▸ **WRITTEN REQUEST**: Extract, exactly and without pictures, every line from the one that includes "target: green foliage" through the final line of the material below.

:: SUPPLIED ENTRIES

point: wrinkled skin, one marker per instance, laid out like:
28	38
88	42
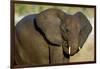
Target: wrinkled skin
47	37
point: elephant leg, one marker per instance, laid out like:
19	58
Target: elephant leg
56	54
84	34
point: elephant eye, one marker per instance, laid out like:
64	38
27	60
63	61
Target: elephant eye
66	30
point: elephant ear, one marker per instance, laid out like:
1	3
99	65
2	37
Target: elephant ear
49	25
85	28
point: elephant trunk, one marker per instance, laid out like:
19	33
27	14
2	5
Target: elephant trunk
70	48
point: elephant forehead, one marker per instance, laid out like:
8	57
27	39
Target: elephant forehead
72	23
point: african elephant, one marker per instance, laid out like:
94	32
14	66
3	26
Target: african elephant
50	37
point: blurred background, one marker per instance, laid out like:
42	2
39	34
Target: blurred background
87	52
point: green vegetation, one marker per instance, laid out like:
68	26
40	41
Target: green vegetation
25	9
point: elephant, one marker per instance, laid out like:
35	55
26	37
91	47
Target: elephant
50	37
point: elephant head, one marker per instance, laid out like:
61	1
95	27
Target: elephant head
70	31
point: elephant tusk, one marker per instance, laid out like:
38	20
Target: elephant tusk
69	50
79	48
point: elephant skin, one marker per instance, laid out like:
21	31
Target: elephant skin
50	37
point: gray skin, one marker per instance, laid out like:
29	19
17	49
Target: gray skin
45	38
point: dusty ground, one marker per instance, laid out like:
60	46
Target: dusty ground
87	52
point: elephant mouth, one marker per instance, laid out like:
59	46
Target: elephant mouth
67	49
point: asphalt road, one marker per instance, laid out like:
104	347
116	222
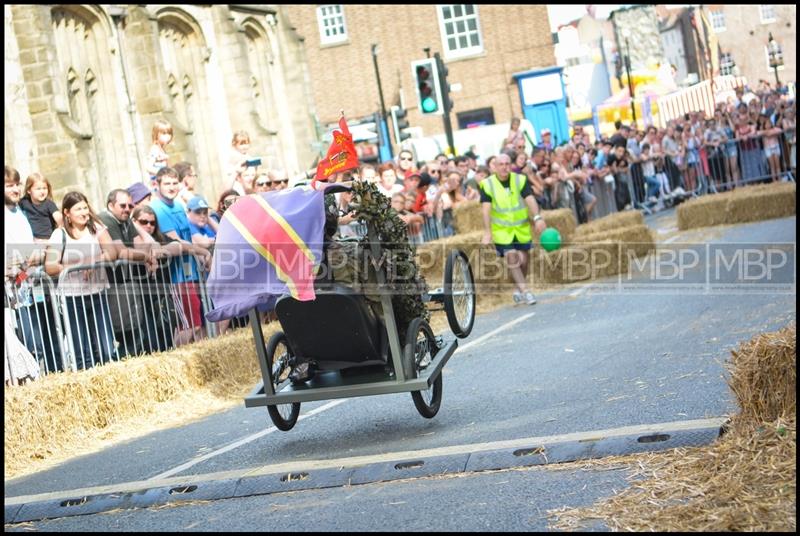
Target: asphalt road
623	351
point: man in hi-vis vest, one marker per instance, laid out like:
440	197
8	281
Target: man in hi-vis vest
509	209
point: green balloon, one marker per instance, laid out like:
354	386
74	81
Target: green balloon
550	239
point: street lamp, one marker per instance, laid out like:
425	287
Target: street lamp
626	33
775	57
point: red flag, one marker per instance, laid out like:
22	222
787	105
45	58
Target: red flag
341	155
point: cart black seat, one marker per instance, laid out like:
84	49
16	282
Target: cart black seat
338	329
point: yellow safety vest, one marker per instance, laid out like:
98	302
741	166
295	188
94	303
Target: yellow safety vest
509	216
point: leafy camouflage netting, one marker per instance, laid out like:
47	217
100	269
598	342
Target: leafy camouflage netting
404	280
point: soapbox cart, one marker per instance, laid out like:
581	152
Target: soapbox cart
356	351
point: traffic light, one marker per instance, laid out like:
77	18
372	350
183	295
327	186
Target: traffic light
444	91
427	83
399	123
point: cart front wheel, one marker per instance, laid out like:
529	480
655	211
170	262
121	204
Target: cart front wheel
459	294
419	351
284	416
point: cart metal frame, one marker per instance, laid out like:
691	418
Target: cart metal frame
328	385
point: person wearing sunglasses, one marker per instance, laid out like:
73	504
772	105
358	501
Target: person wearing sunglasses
279	179
405	165
117	219
263	183
226	201
160	309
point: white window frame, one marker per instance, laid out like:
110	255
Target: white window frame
761	13
722	64
471	50
718	22
770	68
323	17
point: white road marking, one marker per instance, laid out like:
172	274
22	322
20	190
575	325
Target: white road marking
320	409
495	332
241	442
358	461
581	290
667	231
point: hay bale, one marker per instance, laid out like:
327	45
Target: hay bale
763	376
468	217
751	203
745	482
636	239
764	204
596	255
63	410
612	221
562	219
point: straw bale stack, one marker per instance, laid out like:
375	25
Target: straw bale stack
62	410
595	255
746	481
606	223
763	376
751	203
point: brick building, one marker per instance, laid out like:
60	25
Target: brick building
84	84
743	32
482	46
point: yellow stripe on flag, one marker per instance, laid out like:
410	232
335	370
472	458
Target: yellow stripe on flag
256	245
286	227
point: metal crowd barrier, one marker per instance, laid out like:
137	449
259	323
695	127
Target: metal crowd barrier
139	313
736	163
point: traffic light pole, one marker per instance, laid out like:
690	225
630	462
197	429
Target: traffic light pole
380	92
444	92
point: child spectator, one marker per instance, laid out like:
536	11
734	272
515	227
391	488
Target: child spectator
412	221
140	194
157	158
202	234
174	223
237	161
188	178
649	172
39	207
226	200
368	173
388	180
263	183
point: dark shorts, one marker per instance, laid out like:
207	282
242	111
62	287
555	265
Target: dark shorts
187	296
503	248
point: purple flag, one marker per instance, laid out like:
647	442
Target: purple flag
268	245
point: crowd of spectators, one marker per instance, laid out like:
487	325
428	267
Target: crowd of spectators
163	226
751	137
167	228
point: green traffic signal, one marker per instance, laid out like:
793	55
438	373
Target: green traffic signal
429	105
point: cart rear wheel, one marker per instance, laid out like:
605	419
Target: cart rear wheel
459	294
419	351
284	416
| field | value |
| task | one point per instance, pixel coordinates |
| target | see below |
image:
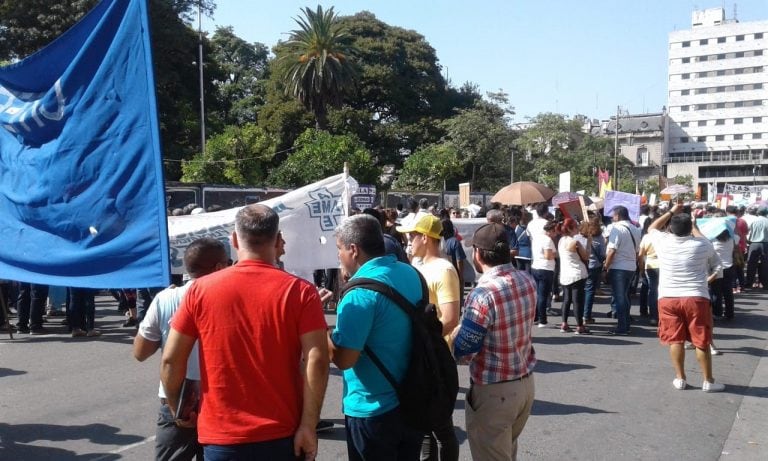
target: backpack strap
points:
(408, 307)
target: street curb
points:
(748, 439)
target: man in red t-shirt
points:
(263, 353)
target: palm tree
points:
(317, 67)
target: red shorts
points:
(685, 319)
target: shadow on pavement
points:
(16, 441)
(542, 366)
(9, 372)
(544, 408)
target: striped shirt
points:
(495, 332)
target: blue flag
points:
(82, 202)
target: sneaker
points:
(131, 322)
(323, 426)
(712, 387)
(582, 330)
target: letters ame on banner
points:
(631, 201)
(81, 195)
(308, 218)
(364, 197)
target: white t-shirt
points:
(155, 326)
(571, 268)
(684, 264)
(540, 243)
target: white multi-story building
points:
(717, 129)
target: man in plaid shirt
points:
(494, 337)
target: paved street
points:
(598, 397)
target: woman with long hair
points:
(594, 228)
(573, 273)
(543, 269)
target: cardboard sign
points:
(630, 201)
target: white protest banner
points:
(630, 201)
(308, 218)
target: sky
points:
(562, 56)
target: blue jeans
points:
(384, 437)
(590, 288)
(173, 442)
(278, 450)
(544, 280)
(621, 282)
(653, 292)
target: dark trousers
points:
(722, 294)
(384, 437)
(31, 305)
(574, 294)
(82, 308)
(544, 280)
(174, 443)
(757, 263)
(441, 444)
(277, 450)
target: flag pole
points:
(200, 64)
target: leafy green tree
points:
(316, 63)
(319, 154)
(485, 143)
(430, 168)
(242, 91)
(238, 155)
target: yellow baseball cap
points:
(428, 225)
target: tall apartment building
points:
(717, 128)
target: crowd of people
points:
(220, 331)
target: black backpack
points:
(428, 391)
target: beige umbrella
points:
(523, 193)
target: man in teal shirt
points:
(375, 430)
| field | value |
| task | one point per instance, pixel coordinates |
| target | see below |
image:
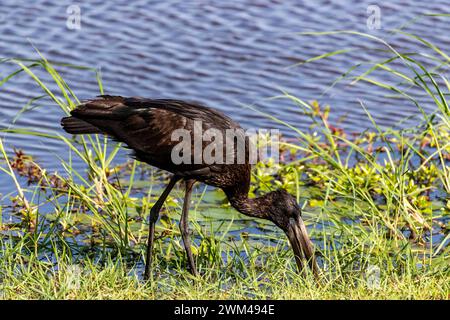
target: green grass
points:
(370, 202)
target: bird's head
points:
(286, 214)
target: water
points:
(221, 53)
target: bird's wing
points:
(147, 125)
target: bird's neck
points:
(253, 207)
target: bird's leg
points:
(184, 226)
(154, 214)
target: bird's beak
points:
(301, 244)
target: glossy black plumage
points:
(146, 127)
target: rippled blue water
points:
(222, 53)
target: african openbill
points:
(146, 126)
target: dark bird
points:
(146, 126)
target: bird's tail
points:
(74, 125)
(87, 117)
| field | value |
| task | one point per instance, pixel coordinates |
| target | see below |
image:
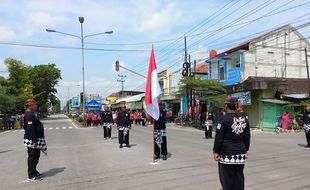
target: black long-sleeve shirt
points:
(106, 117)
(306, 119)
(161, 122)
(232, 134)
(33, 127)
(123, 119)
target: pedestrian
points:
(94, 119)
(123, 126)
(136, 117)
(89, 118)
(33, 139)
(232, 142)
(306, 124)
(208, 121)
(160, 134)
(131, 117)
(106, 122)
(143, 115)
(286, 121)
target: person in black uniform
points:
(123, 126)
(143, 118)
(106, 122)
(208, 121)
(160, 137)
(306, 124)
(33, 131)
(231, 144)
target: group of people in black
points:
(231, 144)
(124, 124)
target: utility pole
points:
(284, 74)
(122, 80)
(186, 75)
(308, 75)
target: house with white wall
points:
(264, 71)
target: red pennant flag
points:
(152, 90)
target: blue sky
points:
(133, 21)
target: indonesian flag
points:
(152, 90)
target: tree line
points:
(25, 82)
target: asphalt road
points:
(79, 158)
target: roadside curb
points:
(74, 123)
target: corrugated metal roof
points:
(275, 101)
(135, 98)
(296, 96)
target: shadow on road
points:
(5, 151)
(302, 145)
(60, 117)
(54, 171)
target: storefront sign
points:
(75, 102)
(243, 97)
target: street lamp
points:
(68, 88)
(82, 38)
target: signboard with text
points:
(243, 97)
(75, 102)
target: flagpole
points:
(153, 138)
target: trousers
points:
(107, 131)
(308, 138)
(231, 176)
(163, 149)
(33, 160)
(208, 133)
(123, 139)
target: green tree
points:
(44, 78)
(18, 82)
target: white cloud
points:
(161, 21)
(6, 33)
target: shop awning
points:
(275, 101)
(295, 96)
(136, 98)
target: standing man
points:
(160, 137)
(208, 121)
(306, 124)
(106, 122)
(33, 139)
(123, 126)
(232, 142)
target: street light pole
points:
(81, 37)
(81, 20)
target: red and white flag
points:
(152, 90)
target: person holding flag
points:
(152, 93)
(123, 126)
(33, 139)
(106, 122)
(160, 145)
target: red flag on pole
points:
(152, 90)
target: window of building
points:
(222, 74)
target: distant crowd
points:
(138, 117)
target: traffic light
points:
(117, 66)
(186, 71)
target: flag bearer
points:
(160, 138)
(106, 122)
(306, 124)
(123, 126)
(232, 142)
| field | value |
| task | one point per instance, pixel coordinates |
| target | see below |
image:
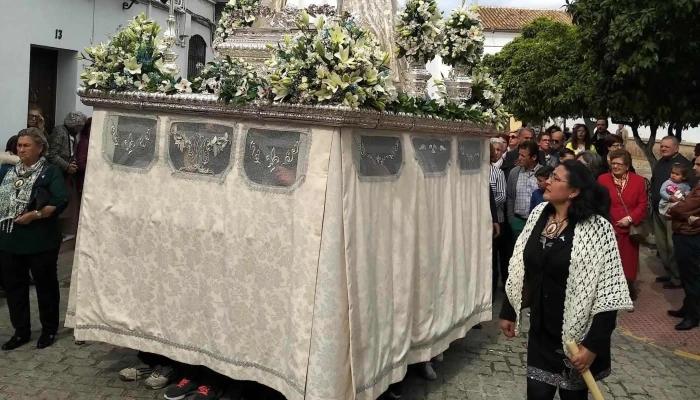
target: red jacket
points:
(634, 195)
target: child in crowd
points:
(675, 188)
(542, 176)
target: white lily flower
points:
(184, 86)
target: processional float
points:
(318, 250)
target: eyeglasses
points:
(555, 178)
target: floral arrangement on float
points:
(462, 49)
(132, 60)
(233, 81)
(335, 62)
(418, 36)
(237, 14)
(487, 97)
(419, 31)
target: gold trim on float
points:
(337, 116)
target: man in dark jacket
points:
(662, 171)
(686, 239)
(525, 134)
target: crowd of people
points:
(571, 215)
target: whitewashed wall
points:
(84, 23)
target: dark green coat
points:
(43, 234)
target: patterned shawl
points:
(16, 192)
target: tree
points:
(543, 73)
(647, 57)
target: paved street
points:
(484, 365)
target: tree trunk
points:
(648, 147)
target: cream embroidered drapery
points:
(326, 289)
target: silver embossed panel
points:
(377, 156)
(200, 149)
(469, 155)
(130, 141)
(275, 158)
(432, 154)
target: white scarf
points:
(16, 192)
(596, 280)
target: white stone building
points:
(501, 26)
(42, 38)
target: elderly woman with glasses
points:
(32, 195)
(628, 198)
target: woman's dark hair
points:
(552, 129)
(566, 151)
(682, 169)
(593, 198)
(624, 155)
(11, 145)
(543, 134)
(611, 139)
(587, 141)
(594, 162)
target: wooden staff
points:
(587, 376)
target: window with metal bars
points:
(196, 56)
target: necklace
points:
(553, 227)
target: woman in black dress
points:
(567, 269)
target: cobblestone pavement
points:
(484, 365)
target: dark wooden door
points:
(43, 64)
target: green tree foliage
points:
(543, 73)
(647, 53)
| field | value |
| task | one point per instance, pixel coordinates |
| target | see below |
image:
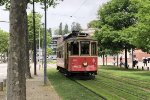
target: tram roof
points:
(75, 34)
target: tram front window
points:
(85, 47)
(74, 48)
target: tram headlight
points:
(85, 64)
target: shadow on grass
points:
(146, 73)
(110, 67)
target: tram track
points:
(107, 87)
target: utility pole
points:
(45, 56)
(34, 39)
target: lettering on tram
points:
(77, 54)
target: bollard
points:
(4, 82)
(142, 68)
(1, 86)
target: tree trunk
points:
(103, 59)
(28, 73)
(126, 62)
(106, 59)
(16, 82)
(117, 59)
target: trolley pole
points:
(34, 39)
(45, 56)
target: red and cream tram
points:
(77, 53)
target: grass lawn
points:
(117, 83)
(68, 89)
(113, 83)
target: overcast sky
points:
(68, 11)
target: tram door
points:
(67, 55)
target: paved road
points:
(3, 72)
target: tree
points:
(18, 48)
(116, 17)
(142, 37)
(66, 30)
(3, 44)
(39, 28)
(76, 27)
(56, 32)
(94, 24)
(60, 29)
(16, 82)
(50, 32)
(3, 41)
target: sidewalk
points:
(37, 91)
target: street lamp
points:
(34, 39)
(45, 56)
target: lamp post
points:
(45, 56)
(34, 39)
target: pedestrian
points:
(114, 60)
(135, 61)
(145, 61)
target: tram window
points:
(93, 48)
(74, 47)
(85, 47)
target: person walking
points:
(145, 61)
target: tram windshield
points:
(74, 48)
(85, 47)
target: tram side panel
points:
(60, 57)
(83, 64)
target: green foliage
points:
(4, 38)
(50, 3)
(142, 39)
(94, 24)
(39, 29)
(115, 19)
(49, 51)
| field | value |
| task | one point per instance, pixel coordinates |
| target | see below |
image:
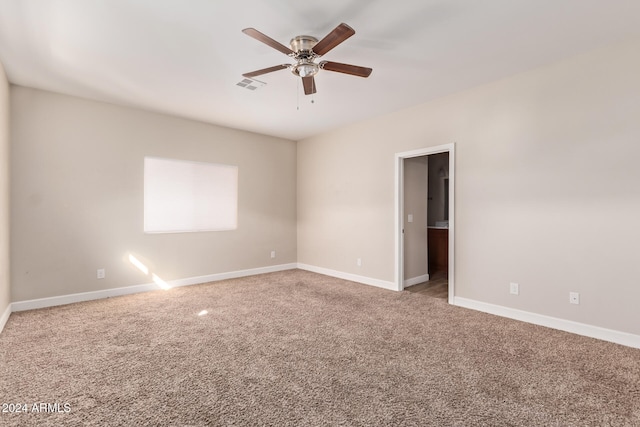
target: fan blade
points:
(333, 39)
(353, 70)
(265, 70)
(252, 32)
(309, 84)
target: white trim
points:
(583, 329)
(399, 211)
(416, 280)
(348, 276)
(5, 317)
(108, 293)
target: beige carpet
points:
(296, 348)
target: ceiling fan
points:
(305, 50)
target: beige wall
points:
(416, 180)
(547, 189)
(77, 196)
(5, 294)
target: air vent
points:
(250, 84)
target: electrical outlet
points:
(574, 298)
(514, 288)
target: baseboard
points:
(114, 292)
(416, 280)
(5, 317)
(583, 329)
(348, 276)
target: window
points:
(184, 196)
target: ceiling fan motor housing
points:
(304, 55)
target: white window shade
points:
(184, 196)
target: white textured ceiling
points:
(185, 57)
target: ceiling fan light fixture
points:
(305, 69)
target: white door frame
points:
(399, 214)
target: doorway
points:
(447, 181)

::::

▸ **TASK ANSWER**:
target: green foliage
points:
(4, 38)
(50, 3)
(142, 39)
(94, 24)
(39, 29)
(115, 19)
(49, 51)
| field | value |
| task | one point per instance, pixel coordinates |
| target | see below |
image:
target: fan blade
points:
(333, 39)
(353, 70)
(265, 70)
(252, 32)
(309, 84)
target: white trim
points:
(583, 329)
(399, 211)
(416, 280)
(348, 276)
(5, 317)
(108, 293)
target: beige carpet
points:
(296, 348)
target: ceiling fan
points:
(305, 50)
target: beige wall
points:
(416, 180)
(547, 189)
(77, 196)
(5, 294)
target: air vent
points:
(250, 84)
target: electrical outlet
points:
(574, 298)
(514, 288)
target: baseboard
points:
(114, 292)
(416, 280)
(5, 317)
(583, 329)
(348, 276)
target: window
points:
(184, 196)
target: ceiling fan motor housing
points:
(304, 55)
target: white window shade
points:
(184, 196)
target: white textured ceiling
points:
(185, 57)
target: ceiling fan light fixture
points:
(305, 69)
target: white door frame
points:
(399, 214)
target: doorway
points:
(447, 181)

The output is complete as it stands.